§ YOUR TASK: Reproduce the records below, renaming "pale green" to "light green" and leaving everything else untouched.

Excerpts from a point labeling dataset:
____
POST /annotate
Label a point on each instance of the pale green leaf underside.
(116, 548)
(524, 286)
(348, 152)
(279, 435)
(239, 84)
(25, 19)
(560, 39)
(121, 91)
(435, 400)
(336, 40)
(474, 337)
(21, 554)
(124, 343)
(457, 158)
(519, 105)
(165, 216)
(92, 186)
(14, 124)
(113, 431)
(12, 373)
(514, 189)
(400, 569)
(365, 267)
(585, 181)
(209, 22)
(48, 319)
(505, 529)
____
§ THE REPLY:
POST /annotate
Label a point on each instance of the light green leaf underside.
(116, 548)
(524, 286)
(348, 152)
(279, 435)
(239, 84)
(25, 19)
(560, 39)
(121, 91)
(435, 400)
(336, 40)
(474, 337)
(21, 554)
(124, 343)
(457, 158)
(519, 105)
(165, 216)
(92, 186)
(14, 124)
(113, 431)
(12, 373)
(514, 189)
(400, 569)
(365, 267)
(585, 181)
(209, 22)
(48, 319)
(505, 529)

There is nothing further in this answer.